### To be done
Present every line of the rows below as one string in a JSON list, leaving out any blank lines.

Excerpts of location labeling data
┌──
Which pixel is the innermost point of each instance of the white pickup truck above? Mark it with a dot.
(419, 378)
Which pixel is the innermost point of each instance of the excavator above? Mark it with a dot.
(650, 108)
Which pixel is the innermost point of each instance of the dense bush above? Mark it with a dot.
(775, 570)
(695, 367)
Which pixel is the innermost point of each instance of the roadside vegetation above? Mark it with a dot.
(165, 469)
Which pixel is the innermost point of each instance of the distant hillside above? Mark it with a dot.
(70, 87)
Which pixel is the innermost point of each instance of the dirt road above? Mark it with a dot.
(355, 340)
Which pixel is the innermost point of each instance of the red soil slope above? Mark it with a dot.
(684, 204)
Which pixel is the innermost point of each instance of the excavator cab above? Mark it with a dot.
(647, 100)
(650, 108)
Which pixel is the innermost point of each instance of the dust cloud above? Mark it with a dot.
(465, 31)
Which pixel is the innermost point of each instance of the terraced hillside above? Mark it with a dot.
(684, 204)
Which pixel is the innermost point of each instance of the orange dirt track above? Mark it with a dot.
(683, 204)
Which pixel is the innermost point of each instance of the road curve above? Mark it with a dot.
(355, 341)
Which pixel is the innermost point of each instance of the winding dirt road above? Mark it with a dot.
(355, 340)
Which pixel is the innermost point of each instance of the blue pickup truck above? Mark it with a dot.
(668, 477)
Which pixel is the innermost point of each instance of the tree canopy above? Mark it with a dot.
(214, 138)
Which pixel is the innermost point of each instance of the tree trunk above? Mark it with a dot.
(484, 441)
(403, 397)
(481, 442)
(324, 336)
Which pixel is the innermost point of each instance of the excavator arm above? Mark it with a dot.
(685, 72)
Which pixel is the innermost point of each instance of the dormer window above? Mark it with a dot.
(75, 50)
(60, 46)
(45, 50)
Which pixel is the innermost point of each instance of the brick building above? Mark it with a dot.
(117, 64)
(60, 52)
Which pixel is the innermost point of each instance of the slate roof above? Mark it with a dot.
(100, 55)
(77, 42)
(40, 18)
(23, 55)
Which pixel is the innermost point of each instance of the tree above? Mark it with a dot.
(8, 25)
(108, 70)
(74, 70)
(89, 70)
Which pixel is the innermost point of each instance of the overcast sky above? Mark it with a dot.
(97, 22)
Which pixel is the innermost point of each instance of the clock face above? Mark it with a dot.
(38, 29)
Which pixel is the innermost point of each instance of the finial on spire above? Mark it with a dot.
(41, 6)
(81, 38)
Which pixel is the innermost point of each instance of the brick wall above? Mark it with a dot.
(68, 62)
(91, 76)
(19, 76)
└──
### Written solution
[
  "Which pixel is the innermost point of each instance of the white pickup truck above? Mark it with a dot.",
  "(419, 378)",
  "Which pixel is the innermost point of each instance of the excavator above? Mark it with a dot.",
  "(650, 108)",
  "Which pixel is the innermost point of each instance of the dense bush above? Mark it with a dot.",
  "(775, 570)",
  "(695, 367)",
  "Which pixel is the innermost point of each instance of the roadside vegetation above? Mark it with a dot.",
  "(165, 469)",
  "Which pixel is the innermost point of each instance of the distant hillside above? Mark it with a dot.",
  "(70, 87)",
  "Which pixel is the innermost point of each instance of the dirt road above? Mark it with a dot.",
  "(355, 340)",
  "Which pixel is the innermost point of each instance of the red soil slope above? Mark it with a dot.",
  "(684, 204)",
  "Which pixel is the innermost point of each instance of the excavator cab above? Mark it with a dot.",
  "(647, 100)",
  "(650, 108)",
  "Which pixel is the innermost point of each instance of the dust cloud above? Mark it with a dot.",
  "(465, 31)",
  "Which pixel is the innermost point of each instance of the terraced hillside above? Mark it with a dot.",
  "(684, 204)",
  "Which pixel is the innermost point of each instance of the orange dirt track above? Mark it with a dot.",
  "(683, 204)",
  "Which pixel is the innermost point of each instance of the road curve above? Mark it with a dot.",
  "(355, 341)",
  "Which pixel is the innermost point of each instance of the winding dirt road above? Mark it with a dot.",
  "(355, 340)",
  "Which pixel is the innermost point of each instance of the blue pickup truck above? Mark it with a dot.",
  "(668, 477)",
  "Which pixel is the innermost point of each instance of the tree canopy above? Mark it with a dot.",
  "(214, 138)",
  "Which pixel is the innermost point of each instance of the tree trunk above? Mark it with a dot.",
  "(484, 441)",
  "(403, 397)",
  "(481, 442)",
  "(324, 336)",
  "Which pixel is the innermost point of each instance of the excavator arm above? Mark it with a dot.",
  "(685, 72)",
  "Which pixel is the innermost point of each instance of the dormer window above? Mark it with a dot.",
  "(75, 50)",
  "(60, 46)",
  "(45, 50)",
  "Which pixel is the innermost point of each instance of the brick building above? Mark it with a dot.",
  "(117, 64)",
  "(60, 52)",
  "Which pixel is the innermost point of each instance of the slate roof above? Mark it with a dot.",
  "(100, 55)",
  "(77, 42)",
  "(40, 18)",
  "(23, 55)",
  "Which pixel is the innermost point of each instance of the tree above? Mark it with a dot.",
  "(8, 25)",
  "(108, 70)",
  "(74, 70)",
  "(89, 70)",
  "Which pixel is the innermost point of each instance of the overcast sky above? Mark it with a dot.",
  "(97, 22)",
  "Which pixel is the innermost point of each instance of the clock face above? Mark it with a dot.",
  "(38, 29)",
  "Which pixel is the innermost point of each instance of the finial on spire above? Mark it with a dot.",
  "(41, 6)",
  "(81, 38)",
  "Which pixel is the innermost point of each instance of the brick wall above? Mark it with a dot.",
  "(68, 62)",
  "(91, 76)",
  "(19, 76)"
]